> _Exercise objective_:
Exact reproduction is required for all entries.

(Extracted records)
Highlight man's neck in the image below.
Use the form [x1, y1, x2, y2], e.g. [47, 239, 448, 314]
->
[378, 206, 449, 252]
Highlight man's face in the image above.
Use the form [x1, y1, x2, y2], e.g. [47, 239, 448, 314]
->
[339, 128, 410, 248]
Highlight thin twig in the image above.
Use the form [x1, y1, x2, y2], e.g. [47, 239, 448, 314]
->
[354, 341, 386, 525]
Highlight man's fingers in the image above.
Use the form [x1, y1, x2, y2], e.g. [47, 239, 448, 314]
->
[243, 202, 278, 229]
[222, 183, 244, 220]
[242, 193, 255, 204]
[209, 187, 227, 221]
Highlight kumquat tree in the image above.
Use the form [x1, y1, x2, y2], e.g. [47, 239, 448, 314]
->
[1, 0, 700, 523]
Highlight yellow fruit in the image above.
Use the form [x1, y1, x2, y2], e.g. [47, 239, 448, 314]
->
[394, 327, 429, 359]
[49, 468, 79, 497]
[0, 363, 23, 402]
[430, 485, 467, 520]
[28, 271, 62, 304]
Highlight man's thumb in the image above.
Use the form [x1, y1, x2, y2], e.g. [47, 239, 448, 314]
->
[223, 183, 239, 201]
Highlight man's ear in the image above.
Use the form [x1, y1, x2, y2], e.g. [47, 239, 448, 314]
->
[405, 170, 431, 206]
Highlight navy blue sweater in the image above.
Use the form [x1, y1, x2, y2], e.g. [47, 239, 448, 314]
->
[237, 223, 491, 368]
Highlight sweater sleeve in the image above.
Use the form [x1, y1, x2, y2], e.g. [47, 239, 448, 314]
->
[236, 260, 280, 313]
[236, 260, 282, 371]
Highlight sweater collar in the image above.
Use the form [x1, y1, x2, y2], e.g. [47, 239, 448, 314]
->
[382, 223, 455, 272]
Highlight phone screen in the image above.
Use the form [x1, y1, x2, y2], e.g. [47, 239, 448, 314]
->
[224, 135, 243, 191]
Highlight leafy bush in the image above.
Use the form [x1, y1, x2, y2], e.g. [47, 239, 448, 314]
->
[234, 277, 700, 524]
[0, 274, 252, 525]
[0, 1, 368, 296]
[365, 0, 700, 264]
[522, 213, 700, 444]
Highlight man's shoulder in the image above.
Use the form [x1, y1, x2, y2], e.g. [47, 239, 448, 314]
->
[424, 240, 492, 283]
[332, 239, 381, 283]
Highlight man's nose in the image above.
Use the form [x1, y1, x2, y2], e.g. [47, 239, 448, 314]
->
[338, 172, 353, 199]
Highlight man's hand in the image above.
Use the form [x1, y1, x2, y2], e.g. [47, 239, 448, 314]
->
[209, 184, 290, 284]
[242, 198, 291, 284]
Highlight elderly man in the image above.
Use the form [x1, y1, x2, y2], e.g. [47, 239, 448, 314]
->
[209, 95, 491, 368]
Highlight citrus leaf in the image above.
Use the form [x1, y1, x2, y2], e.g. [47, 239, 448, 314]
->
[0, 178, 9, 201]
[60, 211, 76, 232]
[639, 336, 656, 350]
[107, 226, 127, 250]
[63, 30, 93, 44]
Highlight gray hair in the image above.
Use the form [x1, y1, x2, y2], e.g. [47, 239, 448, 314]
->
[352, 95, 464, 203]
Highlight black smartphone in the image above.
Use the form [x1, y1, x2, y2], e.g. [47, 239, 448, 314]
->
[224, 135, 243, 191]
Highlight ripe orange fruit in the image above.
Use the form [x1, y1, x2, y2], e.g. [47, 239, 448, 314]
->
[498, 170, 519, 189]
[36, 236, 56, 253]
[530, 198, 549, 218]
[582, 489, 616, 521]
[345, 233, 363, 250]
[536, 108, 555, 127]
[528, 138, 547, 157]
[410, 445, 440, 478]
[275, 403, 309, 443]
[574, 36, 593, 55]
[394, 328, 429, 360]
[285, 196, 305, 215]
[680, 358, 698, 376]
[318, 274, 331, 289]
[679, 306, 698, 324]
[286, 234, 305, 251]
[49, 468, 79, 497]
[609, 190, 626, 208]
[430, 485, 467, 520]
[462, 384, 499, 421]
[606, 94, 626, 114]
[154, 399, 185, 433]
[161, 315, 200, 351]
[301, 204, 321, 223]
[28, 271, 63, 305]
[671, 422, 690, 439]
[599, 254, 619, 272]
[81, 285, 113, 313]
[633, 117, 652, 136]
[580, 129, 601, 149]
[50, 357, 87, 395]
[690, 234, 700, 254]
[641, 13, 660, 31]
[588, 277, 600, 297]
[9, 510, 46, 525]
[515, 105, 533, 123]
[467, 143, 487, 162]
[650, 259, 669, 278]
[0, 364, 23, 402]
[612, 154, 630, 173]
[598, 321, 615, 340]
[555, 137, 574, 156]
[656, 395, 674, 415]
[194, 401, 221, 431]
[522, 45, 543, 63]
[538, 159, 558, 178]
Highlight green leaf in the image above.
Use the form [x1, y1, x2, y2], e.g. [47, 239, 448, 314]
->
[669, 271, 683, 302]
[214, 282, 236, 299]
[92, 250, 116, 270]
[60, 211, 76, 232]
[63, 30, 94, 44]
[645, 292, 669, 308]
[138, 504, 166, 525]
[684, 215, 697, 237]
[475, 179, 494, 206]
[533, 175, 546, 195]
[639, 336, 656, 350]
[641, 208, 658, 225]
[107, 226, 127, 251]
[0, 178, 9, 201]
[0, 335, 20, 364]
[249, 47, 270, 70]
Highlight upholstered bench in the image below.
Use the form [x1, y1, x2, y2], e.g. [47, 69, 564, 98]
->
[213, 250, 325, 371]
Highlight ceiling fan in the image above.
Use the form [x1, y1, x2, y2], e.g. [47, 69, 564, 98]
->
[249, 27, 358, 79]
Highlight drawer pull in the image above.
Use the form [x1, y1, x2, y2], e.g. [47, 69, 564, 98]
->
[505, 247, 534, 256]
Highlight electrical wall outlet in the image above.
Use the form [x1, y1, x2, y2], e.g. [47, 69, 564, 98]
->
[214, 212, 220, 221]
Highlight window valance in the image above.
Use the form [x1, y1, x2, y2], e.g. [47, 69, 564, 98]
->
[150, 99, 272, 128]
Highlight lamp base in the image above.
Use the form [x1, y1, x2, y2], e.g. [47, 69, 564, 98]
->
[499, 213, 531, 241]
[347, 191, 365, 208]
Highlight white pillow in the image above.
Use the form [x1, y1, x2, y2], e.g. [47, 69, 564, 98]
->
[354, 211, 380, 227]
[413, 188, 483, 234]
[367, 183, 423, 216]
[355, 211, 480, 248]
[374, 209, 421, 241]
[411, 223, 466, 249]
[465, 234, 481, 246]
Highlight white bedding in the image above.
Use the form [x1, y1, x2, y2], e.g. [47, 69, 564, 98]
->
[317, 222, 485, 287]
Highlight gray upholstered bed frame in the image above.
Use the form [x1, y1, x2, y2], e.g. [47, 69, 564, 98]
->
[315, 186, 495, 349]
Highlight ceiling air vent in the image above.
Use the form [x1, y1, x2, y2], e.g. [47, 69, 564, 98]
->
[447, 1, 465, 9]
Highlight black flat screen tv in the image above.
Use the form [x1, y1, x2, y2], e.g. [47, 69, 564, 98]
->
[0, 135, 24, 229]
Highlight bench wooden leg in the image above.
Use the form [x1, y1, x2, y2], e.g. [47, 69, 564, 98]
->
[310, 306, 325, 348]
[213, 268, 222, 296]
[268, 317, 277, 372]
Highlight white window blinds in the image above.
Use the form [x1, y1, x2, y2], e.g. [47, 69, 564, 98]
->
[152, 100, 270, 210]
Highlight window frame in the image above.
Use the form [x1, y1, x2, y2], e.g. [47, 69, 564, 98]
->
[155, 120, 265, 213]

> _Your solution_:
Highlight man's neck in the image below.
Use the form [x1, y1, x2, y2], e.g. [47, 239, 448, 314]
->
[378, 206, 449, 252]
Highlight man's face in the image above.
Use the form [x1, y1, x2, y2], e.g. [47, 239, 448, 314]
->
[339, 128, 410, 248]
Highlight thin twig in the image above.
Use the form [x1, y1, x2, y2], e.g. [47, 239, 448, 314]
->
[354, 341, 386, 525]
Highlight man's fingers in the image above.
Use the form [x1, y1, x2, y2], e.g. [47, 239, 448, 314]
->
[243, 202, 278, 229]
[222, 183, 244, 220]
[242, 193, 255, 204]
[209, 187, 227, 221]
Highlight kumquat tree in the image above.
Use the form [x1, y1, x2, y2], e.g. [47, 239, 448, 314]
->
[1, 0, 700, 523]
Highlight yellow fruit in the image above.
Use the form [x1, y1, x2, y2], e.g. [47, 239, 448, 314]
->
[394, 327, 429, 359]
[49, 468, 79, 497]
[0, 363, 23, 402]
[430, 485, 467, 520]
[28, 271, 62, 304]
Highlight man's thumb in the image above.
Use the form [x1, y1, x2, y2], e.g. [47, 239, 448, 314]
->
[223, 183, 239, 201]
Highlight man's ear in the image above.
Use the form [x1, y1, x2, y2], e.g. [47, 239, 448, 314]
->
[405, 170, 431, 206]
Highlight navy blue sweater in the image above.
Use the form [x1, y1, x2, y2], e.g. [47, 239, 448, 314]
->
[237, 223, 491, 368]
Highlight sweater sleeve in the image above.
Use the form [x1, y1, x2, y2], e.g. [47, 239, 448, 314]
->
[236, 260, 280, 313]
[236, 260, 282, 371]
Highlight sweater collar in the image above.
Use the form [x1, y1, x2, y2], e.g. [47, 239, 448, 314]
->
[382, 223, 455, 272]
Highlight phone screen in the image above.
Use the form [x1, y1, x2, y2], e.g. [47, 239, 448, 314]
->
[224, 135, 243, 191]
Highlight leafy bush in the image above.
Use the form [x1, y1, x2, y2], e.g. [47, 239, 448, 314]
->
[234, 277, 700, 524]
[0, 274, 252, 525]
[0, 1, 368, 296]
[365, 0, 700, 264]
[522, 213, 700, 444]
Highlight man's shoulder in the image above.
Use the form [x1, y1, x2, y2], e.g. [47, 239, 448, 314]
->
[424, 240, 492, 283]
[332, 239, 381, 283]
Highlight man's nose in the image above.
Use the form [x1, y1, x2, y2], e.g. [47, 239, 448, 314]
->
[338, 172, 353, 199]
Highlight man's hand in the image above.
Use the form [x1, y1, x2, y2], e.g. [47, 239, 448, 314]
->
[209, 184, 290, 284]
[242, 198, 291, 284]
Highlight elderly man in the image above.
Use the form [x1, y1, x2, y2], e.g. [47, 239, 448, 314]
->
[209, 95, 491, 368]
Highlight citrus leaf in the image above.
Use the form [x1, y1, x2, y2], e.g. [47, 239, 448, 314]
->
[0, 178, 9, 201]
[60, 211, 76, 232]
[639, 336, 656, 350]
[107, 226, 127, 250]
[63, 30, 93, 44]
Highlight gray hair in the image above.
Use the form [x1, y1, x2, y2], e.g. [47, 239, 448, 314]
->
[352, 95, 464, 203]
Highlight black smartphone in the image above.
Use the form [x1, y1, x2, y2], e.g. [47, 239, 448, 314]
->
[224, 135, 243, 191]
Highlight ripe orange fruit in the image above.
Use the form [x1, y1, x2, y2], e.g. [47, 239, 448, 314]
->
[498, 170, 519, 189]
[36, 236, 56, 253]
[530, 198, 549, 218]
[582, 489, 616, 521]
[345, 233, 363, 250]
[536, 108, 555, 127]
[528, 138, 547, 157]
[410, 445, 440, 478]
[275, 403, 309, 443]
[574, 36, 593, 55]
[394, 328, 429, 360]
[285, 196, 305, 215]
[680, 358, 698, 376]
[318, 274, 331, 289]
[679, 306, 698, 324]
[286, 234, 305, 251]
[49, 468, 79, 497]
[609, 190, 626, 208]
[430, 485, 467, 520]
[462, 384, 499, 421]
[606, 94, 626, 114]
[154, 399, 185, 433]
[161, 315, 200, 351]
[301, 204, 321, 223]
[28, 271, 63, 305]
[671, 422, 690, 439]
[599, 254, 619, 272]
[81, 285, 113, 313]
[633, 117, 652, 136]
[580, 129, 601, 149]
[50, 357, 87, 395]
[690, 234, 700, 254]
[641, 13, 660, 31]
[588, 277, 600, 297]
[9, 510, 46, 525]
[515, 105, 533, 123]
[467, 143, 487, 162]
[650, 259, 669, 278]
[0, 364, 23, 402]
[612, 154, 630, 173]
[598, 321, 615, 340]
[555, 137, 574, 156]
[656, 395, 674, 415]
[194, 401, 221, 431]
[522, 45, 543, 63]
[538, 159, 558, 178]
Highlight green leaf in the image above.
Use the form [x1, y1, x2, y2], e.g. [47, 239, 448, 314]
->
[669, 271, 683, 302]
[214, 282, 236, 299]
[92, 250, 116, 270]
[60, 211, 76, 232]
[63, 30, 94, 44]
[645, 292, 669, 308]
[138, 504, 166, 525]
[684, 215, 697, 237]
[475, 179, 494, 206]
[533, 175, 546, 195]
[639, 336, 656, 350]
[641, 208, 658, 225]
[107, 226, 127, 251]
[0, 178, 9, 201]
[0, 335, 20, 364]
[249, 47, 270, 70]
Highlight upholstered bench in the image below.
Use the form [x1, y1, x2, y2], e.g. [47, 69, 564, 98]
->
[213, 250, 325, 371]
Highlight ceiling fan in the image above.
Use the form [x1, y1, x2, y2], e.g. [47, 69, 564, 98]
->
[249, 27, 358, 79]
Highlight drawer pull in the image above.
Use the form [x1, y1, x2, y2], e.g. [47, 69, 564, 98]
->
[505, 247, 534, 256]
Highlight electrical wall outlet in the image above.
Use the form [x1, y1, x2, y2], e.g. [47, 69, 564, 98]
->
[214, 212, 220, 221]
Highlight window valance in the image above.
Use the form [x1, y1, x2, y2], e.g. [47, 69, 564, 98]
->
[150, 99, 272, 128]
Highlight lamp base in the image above.
Use the form [x1, y1, x2, y2], e.g. [47, 69, 564, 98]
->
[499, 213, 531, 241]
[347, 191, 365, 208]
Highlight white pillow in the image above.
Use the form [x1, y1, x2, y2], e.g. [47, 69, 564, 98]
->
[354, 211, 380, 227]
[413, 188, 483, 234]
[367, 183, 423, 216]
[355, 211, 480, 248]
[374, 209, 421, 241]
[411, 223, 466, 249]
[465, 234, 481, 246]
Highlight white bedding in the image above.
Use the form [x1, y1, x2, y2], e.g. [47, 69, 564, 98]
->
[317, 222, 485, 287]
Highlight gray upholstered bed frame in the image above.
Use the form [x1, y1, x2, y2], e.g. [47, 69, 564, 98]
->
[315, 186, 495, 349]
Highlight ceiling air vent in the image above.
Use the form [x1, y1, x2, y2], e.g. [47, 69, 564, 98]
->
[447, 1, 465, 9]
Highlight black flat screen tv in the image above.
Use the form [x1, y1, x2, y2], e.g. [47, 69, 564, 98]
->
[0, 135, 24, 229]
Highlight bench wooden leg in the image above.
Use the form [x1, y1, x2, y2], e.g. [47, 69, 564, 98]
->
[310, 306, 325, 348]
[213, 268, 222, 296]
[268, 317, 277, 372]
Highlight white window blinds in the image above.
Use the form [x1, y1, x2, y2], e.g. [47, 69, 564, 98]
->
[152, 100, 270, 210]
Highlight window frame in the image above.
Use the form [x1, y1, x2, y2], e.g. [47, 69, 564, 98]
->
[155, 120, 265, 213]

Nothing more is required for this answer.